Entries from a set of point annotations
* * * * * * * * *

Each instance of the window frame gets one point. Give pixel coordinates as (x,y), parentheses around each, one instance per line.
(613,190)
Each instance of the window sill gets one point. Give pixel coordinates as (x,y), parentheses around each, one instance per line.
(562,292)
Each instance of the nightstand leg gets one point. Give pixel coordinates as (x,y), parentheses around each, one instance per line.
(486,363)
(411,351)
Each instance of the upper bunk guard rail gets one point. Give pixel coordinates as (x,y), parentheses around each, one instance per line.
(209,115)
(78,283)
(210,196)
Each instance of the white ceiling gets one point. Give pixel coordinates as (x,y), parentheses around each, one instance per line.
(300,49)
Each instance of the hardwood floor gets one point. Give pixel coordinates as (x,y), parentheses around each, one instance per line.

* * * * * * * * *

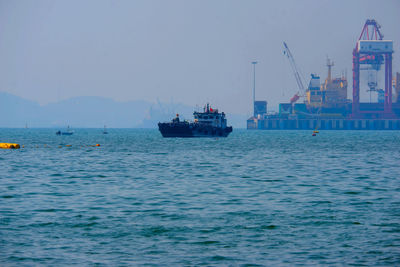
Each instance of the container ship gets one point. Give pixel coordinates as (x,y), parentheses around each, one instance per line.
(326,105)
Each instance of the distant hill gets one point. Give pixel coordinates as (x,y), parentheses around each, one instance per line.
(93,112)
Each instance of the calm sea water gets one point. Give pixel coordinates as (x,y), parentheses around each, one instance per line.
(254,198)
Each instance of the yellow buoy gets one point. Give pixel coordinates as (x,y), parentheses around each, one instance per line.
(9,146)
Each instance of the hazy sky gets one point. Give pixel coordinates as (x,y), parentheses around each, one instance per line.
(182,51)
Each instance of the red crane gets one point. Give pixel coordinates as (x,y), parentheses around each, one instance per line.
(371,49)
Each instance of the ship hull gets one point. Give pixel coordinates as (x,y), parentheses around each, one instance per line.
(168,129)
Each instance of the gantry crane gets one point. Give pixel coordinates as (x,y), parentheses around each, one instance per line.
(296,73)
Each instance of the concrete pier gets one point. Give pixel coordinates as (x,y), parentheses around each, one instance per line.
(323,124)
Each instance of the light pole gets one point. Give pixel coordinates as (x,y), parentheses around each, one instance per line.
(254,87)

* * * * * * * * *

SET EXERCISE: Which lines in the material above contain the string "ship"? Find every such line and copy it out in full. Uppercase and lowercase count as different.

FINISHED EXERCISE:
Each instance of the container ship gets one point. Give pixel coordinates as (x,y), parentheses around each, one instance per line.
Each instance of the ship hull gets one point. Give pixel coordinates as (x,y), parentheses around each, one instance per line.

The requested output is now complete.